What constitutes discrimination?


Examples of Australian case law where employers:


Have been found to have discriminated against an employee because of parental responsibilities


Wilkie v National Storage Operations Pty Ltd [2013] FCCA 1056

In Wilkie v National Storage Operations, Wilkie (the employee) had to leave work early to pick up her primary school-aged son, after providing 24 hours’ notice. As this unexpected emergency resulted from her responsibilities as a parent it was held to constitute family responsibilities.


As a result of this, the employer issued a final written warning, transferred the applicant against her wishes, and demoted her. This resulted ultimately led to the dismissal of Wilkie's employment.


The Court found that adverse action was taken against Wilkie.


National Storage Operations was ordered by the Federal Court to pay $32,130.78 to Wilkie for the loss suffered by her as a result of the termination of her employment.


Transport Workers’ Union of Australia v Atkins [2014] FCCA 1553


The employee was a heavy vehicle driver that took carer's leave to take his daughter to a doctor's appointment.


Atkins sacked the driver and threatened violence towards him, his family, and his union solicitor when he instituted legal proceedings and performed ‘burnouts’ outside the employee's residence. Atkins admitted threatening the driver and the TWU solicitor who represented him but denied threatening the driver’s family. He apologised to both the driver and the solicitor.


The Court ordered Atkins to:

  • undertake a course of treatment by a counselor or psychologist after he admitted to having anger management issues;

  • pay the TWU $10,000 as a pecuniary penalty; and

  • pay the affected employee $10,000 for non-economic loss.

Have been found not to have discriminated against an employee because of parental responsibilities


Wolfe v Australia & New Zealand Banking Group Limited [2013] FMCA 65


In this case, the Court found that parental responsibilities were not the reason for dismissal as the outcome was the result of a valid restructuring exercise.

## Recorded data
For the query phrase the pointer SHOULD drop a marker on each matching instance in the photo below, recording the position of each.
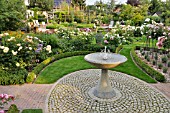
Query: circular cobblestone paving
(70, 95)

## Given request A
Transcribe the portion of the discrimination case summary that starts at "In Wilkie v" and ends after "constitute family responsibilities.".
## Given request B
According to the discrimination case summary, how much was National Storage Operations ordered to pay Wilkie?

## Full output A
In Wilkie v National Storage Operations, Wilkie (the employee) had to leave work early to pick up her primary school-aged son, after providing 24 hours’ notice. As this unexpected emergency resulted from her responsibilities as a parent it was held to constitute family responsibilities.

## Full output B
$32,130.78